Material for this task:
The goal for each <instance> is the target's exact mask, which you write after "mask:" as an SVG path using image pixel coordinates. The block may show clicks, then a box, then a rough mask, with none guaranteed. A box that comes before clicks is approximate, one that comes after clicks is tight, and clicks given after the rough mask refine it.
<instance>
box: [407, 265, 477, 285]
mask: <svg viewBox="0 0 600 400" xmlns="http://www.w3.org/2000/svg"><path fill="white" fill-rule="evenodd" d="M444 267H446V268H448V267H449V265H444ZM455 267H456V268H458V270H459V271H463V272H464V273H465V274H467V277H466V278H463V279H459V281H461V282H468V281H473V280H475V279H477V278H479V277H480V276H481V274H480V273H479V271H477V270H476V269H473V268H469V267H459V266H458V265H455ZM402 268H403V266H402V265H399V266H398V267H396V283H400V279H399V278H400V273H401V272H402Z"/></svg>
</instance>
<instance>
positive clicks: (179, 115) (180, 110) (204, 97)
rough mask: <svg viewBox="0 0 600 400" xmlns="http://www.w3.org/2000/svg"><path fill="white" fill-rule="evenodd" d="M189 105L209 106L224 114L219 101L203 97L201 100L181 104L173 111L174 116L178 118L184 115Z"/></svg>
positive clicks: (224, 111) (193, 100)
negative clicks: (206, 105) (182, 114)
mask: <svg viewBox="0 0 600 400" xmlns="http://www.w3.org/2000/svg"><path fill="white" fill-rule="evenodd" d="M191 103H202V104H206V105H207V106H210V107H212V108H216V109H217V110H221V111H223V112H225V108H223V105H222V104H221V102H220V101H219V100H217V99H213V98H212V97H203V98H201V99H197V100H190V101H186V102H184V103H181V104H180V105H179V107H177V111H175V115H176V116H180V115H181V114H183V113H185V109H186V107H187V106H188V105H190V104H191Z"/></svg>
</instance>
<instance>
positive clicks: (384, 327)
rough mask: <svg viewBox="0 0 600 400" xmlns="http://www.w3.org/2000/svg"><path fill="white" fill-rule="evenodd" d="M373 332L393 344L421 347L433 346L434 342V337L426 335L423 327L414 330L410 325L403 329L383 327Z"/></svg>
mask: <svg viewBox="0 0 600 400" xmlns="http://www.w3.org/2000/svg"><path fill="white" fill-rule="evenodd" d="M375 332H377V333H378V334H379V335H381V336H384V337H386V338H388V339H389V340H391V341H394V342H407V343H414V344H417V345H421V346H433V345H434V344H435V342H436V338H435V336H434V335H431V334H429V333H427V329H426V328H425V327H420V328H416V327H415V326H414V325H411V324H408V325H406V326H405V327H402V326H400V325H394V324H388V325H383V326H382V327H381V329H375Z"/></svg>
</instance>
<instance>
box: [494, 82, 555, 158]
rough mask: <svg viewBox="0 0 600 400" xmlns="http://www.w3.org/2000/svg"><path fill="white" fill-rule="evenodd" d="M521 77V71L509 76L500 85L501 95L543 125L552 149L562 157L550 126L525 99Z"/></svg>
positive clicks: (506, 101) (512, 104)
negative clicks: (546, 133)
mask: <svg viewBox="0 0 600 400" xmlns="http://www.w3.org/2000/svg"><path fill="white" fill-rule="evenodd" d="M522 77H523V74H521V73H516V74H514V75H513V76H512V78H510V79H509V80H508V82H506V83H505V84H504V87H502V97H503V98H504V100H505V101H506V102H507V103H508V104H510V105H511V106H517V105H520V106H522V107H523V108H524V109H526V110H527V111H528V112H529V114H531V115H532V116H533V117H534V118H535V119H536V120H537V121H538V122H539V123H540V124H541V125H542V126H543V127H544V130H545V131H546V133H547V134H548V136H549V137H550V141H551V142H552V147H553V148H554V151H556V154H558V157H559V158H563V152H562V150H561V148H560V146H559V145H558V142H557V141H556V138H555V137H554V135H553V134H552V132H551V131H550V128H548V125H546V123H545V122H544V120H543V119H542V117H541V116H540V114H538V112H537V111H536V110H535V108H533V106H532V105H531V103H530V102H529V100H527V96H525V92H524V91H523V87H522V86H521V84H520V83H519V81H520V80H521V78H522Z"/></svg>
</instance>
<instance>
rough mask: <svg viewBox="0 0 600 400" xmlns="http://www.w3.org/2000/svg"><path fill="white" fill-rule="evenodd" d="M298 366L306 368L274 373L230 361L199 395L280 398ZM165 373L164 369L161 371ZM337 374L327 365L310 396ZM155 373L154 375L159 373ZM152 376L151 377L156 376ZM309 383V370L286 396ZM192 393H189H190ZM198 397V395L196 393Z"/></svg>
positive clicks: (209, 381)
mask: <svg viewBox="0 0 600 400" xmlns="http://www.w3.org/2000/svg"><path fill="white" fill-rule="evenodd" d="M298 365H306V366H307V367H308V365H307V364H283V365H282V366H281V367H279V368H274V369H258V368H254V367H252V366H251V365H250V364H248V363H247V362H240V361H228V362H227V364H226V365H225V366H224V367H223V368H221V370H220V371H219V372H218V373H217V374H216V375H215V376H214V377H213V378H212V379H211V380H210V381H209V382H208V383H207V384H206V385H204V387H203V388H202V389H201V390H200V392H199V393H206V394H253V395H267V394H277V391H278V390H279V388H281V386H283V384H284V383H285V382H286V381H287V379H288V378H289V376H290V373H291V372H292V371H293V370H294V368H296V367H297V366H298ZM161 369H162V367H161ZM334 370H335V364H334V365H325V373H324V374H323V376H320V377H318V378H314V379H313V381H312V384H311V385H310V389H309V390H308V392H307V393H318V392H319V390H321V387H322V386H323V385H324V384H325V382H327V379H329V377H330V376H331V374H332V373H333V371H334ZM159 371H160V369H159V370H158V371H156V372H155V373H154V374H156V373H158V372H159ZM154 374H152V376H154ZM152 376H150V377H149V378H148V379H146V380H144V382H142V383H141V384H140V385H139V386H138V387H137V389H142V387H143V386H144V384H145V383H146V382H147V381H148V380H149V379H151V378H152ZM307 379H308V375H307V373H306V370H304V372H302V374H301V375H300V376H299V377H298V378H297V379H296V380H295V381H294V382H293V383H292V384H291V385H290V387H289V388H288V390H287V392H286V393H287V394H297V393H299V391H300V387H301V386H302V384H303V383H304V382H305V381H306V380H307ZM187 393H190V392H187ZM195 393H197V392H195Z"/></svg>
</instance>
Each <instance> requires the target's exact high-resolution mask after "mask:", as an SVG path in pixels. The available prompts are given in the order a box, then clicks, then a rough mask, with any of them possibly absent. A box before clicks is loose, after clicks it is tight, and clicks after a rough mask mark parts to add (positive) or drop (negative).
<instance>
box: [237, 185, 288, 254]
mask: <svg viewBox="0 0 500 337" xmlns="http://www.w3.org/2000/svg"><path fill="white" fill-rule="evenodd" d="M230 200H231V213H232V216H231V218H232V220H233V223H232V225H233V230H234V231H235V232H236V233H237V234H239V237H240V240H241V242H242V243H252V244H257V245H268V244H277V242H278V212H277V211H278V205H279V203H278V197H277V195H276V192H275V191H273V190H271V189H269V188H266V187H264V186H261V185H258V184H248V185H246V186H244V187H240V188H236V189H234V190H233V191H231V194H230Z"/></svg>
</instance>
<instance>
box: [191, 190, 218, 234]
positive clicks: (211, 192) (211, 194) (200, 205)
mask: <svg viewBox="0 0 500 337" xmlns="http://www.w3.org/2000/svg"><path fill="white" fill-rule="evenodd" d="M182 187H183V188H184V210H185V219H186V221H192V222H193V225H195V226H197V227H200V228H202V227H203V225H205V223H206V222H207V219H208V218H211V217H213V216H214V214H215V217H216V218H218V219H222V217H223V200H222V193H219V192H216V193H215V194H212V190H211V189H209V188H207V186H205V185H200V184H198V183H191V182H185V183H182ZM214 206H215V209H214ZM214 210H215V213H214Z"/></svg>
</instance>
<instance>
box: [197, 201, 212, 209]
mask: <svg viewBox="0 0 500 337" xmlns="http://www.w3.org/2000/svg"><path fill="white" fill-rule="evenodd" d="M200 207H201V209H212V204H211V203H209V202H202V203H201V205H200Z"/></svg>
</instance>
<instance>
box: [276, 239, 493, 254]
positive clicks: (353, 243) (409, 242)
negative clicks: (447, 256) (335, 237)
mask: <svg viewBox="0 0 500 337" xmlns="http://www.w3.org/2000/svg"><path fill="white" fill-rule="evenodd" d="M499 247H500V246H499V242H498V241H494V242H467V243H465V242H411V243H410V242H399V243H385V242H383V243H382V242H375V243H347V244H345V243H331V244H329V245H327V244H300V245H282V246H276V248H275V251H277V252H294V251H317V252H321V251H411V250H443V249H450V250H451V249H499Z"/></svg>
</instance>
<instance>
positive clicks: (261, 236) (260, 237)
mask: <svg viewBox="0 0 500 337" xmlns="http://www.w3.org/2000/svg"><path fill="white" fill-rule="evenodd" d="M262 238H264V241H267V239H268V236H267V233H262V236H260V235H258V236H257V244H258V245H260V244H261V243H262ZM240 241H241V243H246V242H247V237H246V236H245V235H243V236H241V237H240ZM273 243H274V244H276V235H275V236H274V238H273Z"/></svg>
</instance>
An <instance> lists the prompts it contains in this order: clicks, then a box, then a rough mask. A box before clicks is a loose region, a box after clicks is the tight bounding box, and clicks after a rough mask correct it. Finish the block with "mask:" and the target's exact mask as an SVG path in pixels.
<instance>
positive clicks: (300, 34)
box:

Assignment: Starting at the beginning of the items and ending at the line that contains "box: [407, 265, 477, 285]", recast those lines as a JSON list of strings, one string per line, with blank lines left out.

Answer area:
[
  "The goal for each <instance> is the target's exact mask, which you write after \"mask:\" as an SVG path using image pixel coordinates. The block may show clicks, then a box, then a rough mask, with none guaranteed. A box that comes before clicks is approximate, one that comes after clicks is tight, and clicks given after the rough mask refine it.",
  "<instance>",
  "box: [407, 265, 477, 285]"
]